Problem: Reproduce every entry below precisely. Pictures are excluded from the copy.

(Dataset excerpt)
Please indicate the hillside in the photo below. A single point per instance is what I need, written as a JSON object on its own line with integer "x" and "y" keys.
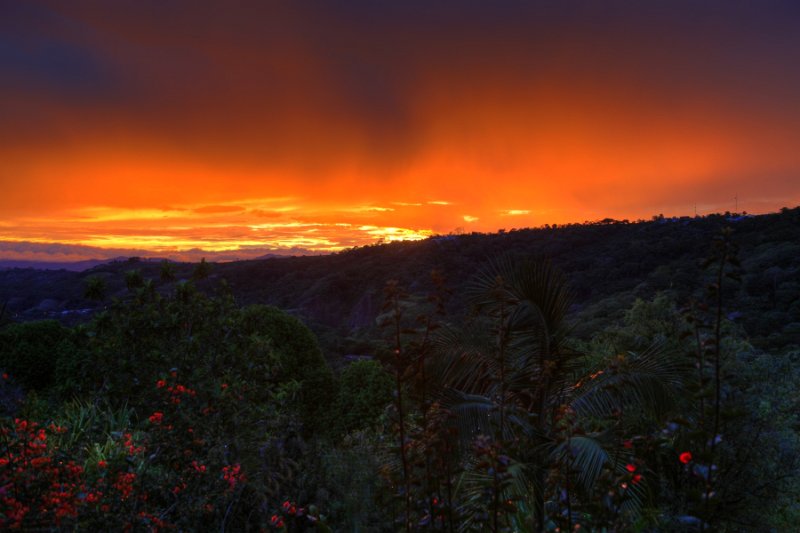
{"x": 609, "y": 265}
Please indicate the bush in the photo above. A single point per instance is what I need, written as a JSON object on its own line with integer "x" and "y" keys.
{"x": 30, "y": 351}
{"x": 365, "y": 389}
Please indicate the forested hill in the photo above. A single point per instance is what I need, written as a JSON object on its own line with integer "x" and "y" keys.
{"x": 609, "y": 265}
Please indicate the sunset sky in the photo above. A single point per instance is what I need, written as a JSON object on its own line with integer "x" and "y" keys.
{"x": 194, "y": 128}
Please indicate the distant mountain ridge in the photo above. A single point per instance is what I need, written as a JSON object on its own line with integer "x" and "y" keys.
{"x": 605, "y": 261}
{"x": 73, "y": 266}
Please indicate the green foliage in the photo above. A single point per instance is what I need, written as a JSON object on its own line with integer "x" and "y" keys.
{"x": 30, "y": 351}
{"x": 299, "y": 359}
{"x": 365, "y": 389}
{"x": 95, "y": 288}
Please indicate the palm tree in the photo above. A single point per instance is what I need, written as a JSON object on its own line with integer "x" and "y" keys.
{"x": 525, "y": 387}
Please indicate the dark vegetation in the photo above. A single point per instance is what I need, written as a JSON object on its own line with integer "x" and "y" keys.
{"x": 599, "y": 377}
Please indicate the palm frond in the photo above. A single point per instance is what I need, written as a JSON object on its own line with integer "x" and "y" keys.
{"x": 585, "y": 455}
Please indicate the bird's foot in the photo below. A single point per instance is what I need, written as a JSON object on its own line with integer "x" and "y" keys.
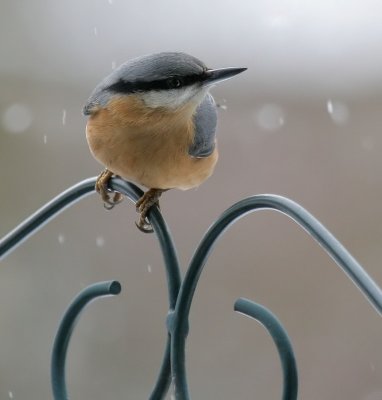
{"x": 102, "y": 188}
{"x": 150, "y": 198}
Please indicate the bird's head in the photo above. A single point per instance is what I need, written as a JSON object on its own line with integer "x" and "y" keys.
{"x": 169, "y": 80}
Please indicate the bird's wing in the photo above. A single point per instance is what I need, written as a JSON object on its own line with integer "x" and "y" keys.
{"x": 205, "y": 120}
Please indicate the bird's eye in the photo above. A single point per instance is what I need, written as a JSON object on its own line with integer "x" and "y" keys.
{"x": 174, "y": 83}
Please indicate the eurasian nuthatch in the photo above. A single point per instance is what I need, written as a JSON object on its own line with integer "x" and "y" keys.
{"x": 153, "y": 121}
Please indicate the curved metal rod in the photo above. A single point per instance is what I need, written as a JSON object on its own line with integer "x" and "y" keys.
{"x": 65, "y": 330}
{"x": 70, "y": 196}
{"x": 42, "y": 216}
{"x": 172, "y": 274}
{"x": 179, "y": 320}
{"x": 282, "y": 342}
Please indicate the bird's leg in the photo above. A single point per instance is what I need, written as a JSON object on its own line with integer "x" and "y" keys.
{"x": 150, "y": 198}
{"x": 101, "y": 187}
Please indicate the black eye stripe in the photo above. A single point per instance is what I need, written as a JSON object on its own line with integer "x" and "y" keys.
{"x": 161, "y": 84}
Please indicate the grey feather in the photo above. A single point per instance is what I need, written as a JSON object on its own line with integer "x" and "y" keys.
{"x": 205, "y": 120}
{"x": 146, "y": 68}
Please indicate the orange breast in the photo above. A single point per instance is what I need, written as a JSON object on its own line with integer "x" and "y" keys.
{"x": 147, "y": 146}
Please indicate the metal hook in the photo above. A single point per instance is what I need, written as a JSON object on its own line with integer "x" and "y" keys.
{"x": 72, "y": 195}
{"x": 179, "y": 319}
{"x": 65, "y": 330}
{"x": 282, "y": 342}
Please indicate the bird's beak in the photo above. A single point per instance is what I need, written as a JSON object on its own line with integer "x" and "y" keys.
{"x": 213, "y": 76}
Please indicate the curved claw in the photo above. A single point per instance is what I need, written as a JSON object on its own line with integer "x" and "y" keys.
{"x": 102, "y": 188}
{"x": 144, "y": 226}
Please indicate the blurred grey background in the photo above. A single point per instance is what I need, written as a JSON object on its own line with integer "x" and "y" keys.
{"x": 304, "y": 121}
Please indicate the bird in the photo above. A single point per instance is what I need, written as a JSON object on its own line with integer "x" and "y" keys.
{"x": 153, "y": 121}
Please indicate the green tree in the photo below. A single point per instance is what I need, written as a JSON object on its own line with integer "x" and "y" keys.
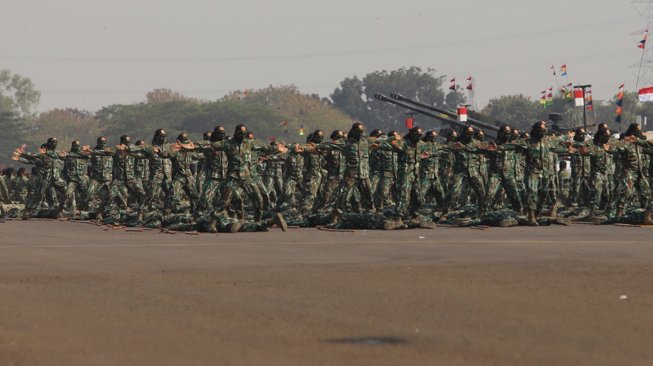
{"x": 355, "y": 96}
{"x": 13, "y": 134}
{"x": 66, "y": 125}
{"x": 17, "y": 94}
{"x": 518, "y": 111}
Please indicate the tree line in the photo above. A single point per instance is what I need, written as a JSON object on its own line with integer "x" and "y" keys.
{"x": 280, "y": 112}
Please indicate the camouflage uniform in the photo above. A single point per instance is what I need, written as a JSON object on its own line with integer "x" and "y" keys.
{"x": 503, "y": 167}
{"x": 633, "y": 176}
{"x": 273, "y": 178}
{"x": 293, "y": 178}
{"x": 99, "y": 190}
{"x": 76, "y": 176}
{"x": 466, "y": 171}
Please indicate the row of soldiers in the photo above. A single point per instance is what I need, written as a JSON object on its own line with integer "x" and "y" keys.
{"x": 354, "y": 179}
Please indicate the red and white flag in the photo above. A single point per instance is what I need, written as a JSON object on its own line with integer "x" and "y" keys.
{"x": 646, "y": 94}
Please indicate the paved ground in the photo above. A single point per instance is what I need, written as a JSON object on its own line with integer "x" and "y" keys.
{"x": 74, "y": 294}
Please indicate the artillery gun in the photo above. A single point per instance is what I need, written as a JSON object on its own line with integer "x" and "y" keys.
{"x": 440, "y": 114}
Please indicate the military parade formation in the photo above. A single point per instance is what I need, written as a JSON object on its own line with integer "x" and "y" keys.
{"x": 353, "y": 180}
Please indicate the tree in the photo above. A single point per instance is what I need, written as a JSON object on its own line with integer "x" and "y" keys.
{"x": 454, "y": 99}
{"x": 516, "y": 110}
{"x": 66, "y": 125}
{"x": 356, "y": 97}
{"x": 17, "y": 94}
{"x": 13, "y": 129}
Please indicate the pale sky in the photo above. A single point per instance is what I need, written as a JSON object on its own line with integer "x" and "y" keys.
{"x": 88, "y": 54}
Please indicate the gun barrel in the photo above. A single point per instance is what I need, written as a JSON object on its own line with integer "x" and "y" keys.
{"x": 471, "y": 120}
{"x": 434, "y": 114}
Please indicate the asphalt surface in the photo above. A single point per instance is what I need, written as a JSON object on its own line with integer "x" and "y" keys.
{"x": 76, "y": 294}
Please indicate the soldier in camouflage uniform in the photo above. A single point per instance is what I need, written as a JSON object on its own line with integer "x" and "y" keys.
{"x": 47, "y": 160}
{"x": 312, "y": 173}
{"x": 432, "y": 189}
{"x": 634, "y": 181}
{"x": 142, "y": 167}
{"x": 75, "y": 173}
{"x": 466, "y": 170}
{"x": 238, "y": 151}
{"x": 503, "y": 163}
{"x": 386, "y": 172}
{"x": 564, "y": 183}
{"x": 273, "y": 178}
{"x": 184, "y": 154}
{"x": 125, "y": 188}
{"x": 21, "y": 186}
{"x": 160, "y": 166}
{"x": 293, "y": 177}
{"x": 581, "y": 171}
{"x": 540, "y": 151}
{"x": 216, "y": 166}
{"x": 99, "y": 190}
{"x": 356, "y": 154}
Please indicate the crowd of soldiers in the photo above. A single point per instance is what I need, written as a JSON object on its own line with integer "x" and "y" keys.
{"x": 350, "y": 180}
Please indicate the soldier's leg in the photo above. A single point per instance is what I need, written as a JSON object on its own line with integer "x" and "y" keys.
{"x": 254, "y": 194}
{"x": 494, "y": 186}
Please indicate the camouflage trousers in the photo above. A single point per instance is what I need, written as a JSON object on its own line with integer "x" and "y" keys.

Answer to this exercise:
Please indicate the hillside in the photo below. A single point per instance is what I need, written as a JSON object on its own line with integer "x" and "y" keys.
{"x": 609, "y": 265}
Please indicate the bush in the photo above. A single point per instance is what I need, written as a JSON object on its own line with integer "x" and "y" keys.
{"x": 30, "y": 351}
{"x": 365, "y": 389}
Please indicate the forested hill in the photo above. A single point per instance is what I need, written as a JSON object on its own line with integer "x" and "y" keys.
{"x": 609, "y": 265}
Please indicate the sunset sky in the photo above. A single point per instance is what I need, written as a JSON object on its own line with integer "x" and "y" keys.
{"x": 194, "y": 128}
Please indicate the distant mountain ridge in the photo above. A single point per instance is what I need, written as a JSON object on its own line with integer "x" and "y" keys.
{"x": 605, "y": 261}
{"x": 73, "y": 266}
Please indicate the green foliage in the photo above. A single point per instance is what I need, written as a JSON object on its own line with integer "x" and "y" keys.
{"x": 30, "y": 351}
{"x": 299, "y": 359}
{"x": 365, "y": 389}
{"x": 95, "y": 288}
Please indicate the palm tree in the photo above. A single point per instance is what I need, written as a JSON object on its own line with integer "x" and "y" keys.
{"x": 525, "y": 387}
Please indicate the dark vegetation in the photo above. A single point per instance is what I need, written as a JSON object on its own line with integer "x" and "y" keys.
{"x": 599, "y": 377}
Please indicate the palm frond in the photo above. A single point per instance is what I need, written as a JSON object on its own line with integer "x" and "y" keys.
{"x": 585, "y": 455}
Please indicate the bird's foot in the photo below. A single point per instance is what I need, written as a JSON object on its own line with integer "x" and "y" keys.
{"x": 102, "y": 188}
{"x": 150, "y": 198}
Please indicate the bird's head in the photo above. A single point per instance is what I need, written as a JSON object on its own line with integer "x" and "y" keys.
{"x": 169, "y": 80}
Please indicate the bird's wing in the photo above. A single point per instance is what I need, written as a JSON object on its own line with integer "x" and "y" keys.
{"x": 205, "y": 120}
Please indicate the bird's eye in the photo above. A single point per instance is what I need, written as a JSON object on its own line with integer "x" and "y" keys.
{"x": 174, "y": 83}
Please indicate the eurasian nuthatch in the photo above. A single point per instance is what I need, written as a JSON object on its own line with integer "x" and "y" keys.
{"x": 153, "y": 121}
Please indicate the curved metal rod in the photo above. A single point per instance is what I need, written as a JSON object on its own line with integer "x" and "y" keys.
{"x": 65, "y": 330}
{"x": 70, "y": 196}
{"x": 42, "y": 216}
{"x": 172, "y": 274}
{"x": 179, "y": 320}
{"x": 282, "y": 342}
Please indicate the bird's leg in the photo above. A single point per instance is what I need, written as a JSON object on its own line with integer "x" and "y" keys.
{"x": 150, "y": 198}
{"x": 101, "y": 187}
Please indicate the black eye stripe in the photo above. A single point per instance is what I need, written as a JSON object on its own line with integer "x" and "y" keys.
{"x": 161, "y": 84}
Please indicate the grey feather in the photo above. A single point per instance is what I need, written as a JSON object on its own line with integer "x" and "y" keys.
{"x": 205, "y": 120}
{"x": 146, "y": 68}
Please indicate the orange breast in the photo above. A single point per instance is what I need, written as a JSON object on its own line with integer "x" and "y" keys.
{"x": 147, "y": 146}
Please indicate the metal hook in the photo above. A single point per instance is what I need, written as a JSON object on its own line with integer "x" and "y" keys.
{"x": 72, "y": 195}
{"x": 179, "y": 319}
{"x": 65, "y": 330}
{"x": 282, "y": 342}
Please indicate the bird's beak in the photo above. A single point per instance is what I need, written as a JSON object on its own line with integer "x" and "y" keys.
{"x": 213, "y": 76}
Please indicate the curved claw in the photo above. A single point per instance is what I need, written as a JSON object on its own line with integer "x" and "y" keys.
{"x": 102, "y": 188}
{"x": 144, "y": 226}
Please indicate the blurred grey background in the photo above. A single point per instance is what I need, written as a JSON object on its own line with integer "x" and "y" keys.
{"x": 304, "y": 121}
Please indicate the bird in the photo above. A single point per instance is what I need, written as a JSON object on its own line with integer "x" and "y" keys.
{"x": 153, "y": 121}
Please indicate the green tree in the photo below. A single point per instance is what I need, written as a JSON object on its own line with integer "x" and "y" keys.
{"x": 355, "y": 96}
{"x": 13, "y": 134}
{"x": 66, "y": 125}
{"x": 17, "y": 94}
{"x": 518, "y": 111}
Please indicate the tree line in the photo above. A single point per instance is what I need, written as a JSON object on its own line with integer "x" and "y" keys.
{"x": 280, "y": 112}
Please indicate the camouflage uniform in the photo above. A single point per instance is what I need, written as a JSON object on its own line with integer "x" and "y" keys.
{"x": 503, "y": 167}
{"x": 633, "y": 176}
{"x": 273, "y": 178}
{"x": 293, "y": 178}
{"x": 99, "y": 190}
{"x": 76, "y": 176}
{"x": 466, "y": 171}
Please indicate the row of soldiers in the photo above. A single point per instance is what I need, written as a JSON object on its own line with integer "x" and "y" keys.
{"x": 354, "y": 179}
Please indicate the red and white flag in the photo above. A single point per instance is what I need, written as a JSON object on its own line with integer "x" and "y" keys.
{"x": 646, "y": 94}
Please indicate the paved ground in the photo above. A single point per instance is what I need, written as a JSON object on its own line with integer "x" and "y" keys.
{"x": 74, "y": 294}
Please indicate the artillery gun in the photo above. A single point per instance is what I need, written as a JSON object on its own line with integer "x" and "y" keys.
{"x": 440, "y": 114}
Please indicate the military parade formation in the photo above. A single point per instance is what I need, written as a JSON object on its own line with integer "x" and "y" keys.
{"x": 353, "y": 180}
Please indicate the tree in the photo above. A single point per instance is what I need, written as a JSON object on its own line with integer "x" and "y" keys.
{"x": 454, "y": 99}
{"x": 516, "y": 110}
{"x": 66, "y": 125}
{"x": 356, "y": 97}
{"x": 17, "y": 94}
{"x": 13, "y": 129}
Please indicate the pale sky in the photo above. A single point per instance is what I need, written as a JSON object on its own line with integer "x" and "y" keys.
{"x": 88, "y": 54}
Please indicate the gun barrel in the photo above. A single point per instance is what I need, written as a JSON object on its own line with integer "x" and "y" keys.
{"x": 471, "y": 120}
{"x": 434, "y": 114}
Please indicate the asphalt surface in the photo above. A single point per instance is what I need, written as a JSON object on its own line with integer "x" and "y" keys.
{"x": 76, "y": 294}
Please indicate the soldier in camouflage uniform in the photo above. A single point per instance is what I need, written as a JSON object on its own line with integer "x" and "y" keys.
{"x": 47, "y": 160}
{"x": 312, "y": 173}
{"x": 432, "y": 189}
{"x": 634, "y": 181}
{"x": 142, "y": 167}
{"x": 75, "y": 173}
{"x": 466, "y": 170}
{"x": 238, "y": 151}
{"x": 503, "y": 163}
{"x": 386, "y": 172}
{"x": 564, "y": 183}
{"x": 273, "y": 178}
{"x": 184, "y": 154}
{"x": 125, "y": 188}
{"x": 21, "y": 186}
{"x": 160, "y": 166}
{"x": 293, "y": 177}
{"x": 581, "y": 171}
{"x": 540, "y": 151}
{"x": 216, "y": 166}
{"x": 99, "y": 190}
{"x": 356, "y": 154}
Please indicate the crowd of soldiers in the photo above. A single point per instance is what I need, written as a JSON object on its own line with integer "x" and "y" keys.
{"x": 350, "y": 180}
Please indicate the soldier's leg in the photo above. A single point per instance is what I need, written as a JSON object on its own line with integer "x" and "y" keys.
{"x": 254, "y": 194}
{"x": 494, "y": 186}
Please indicate the camouflage trousers in the photo above. A single point per instance is what I need, written as a JSON object on its own line with integer "x" and "y" keys.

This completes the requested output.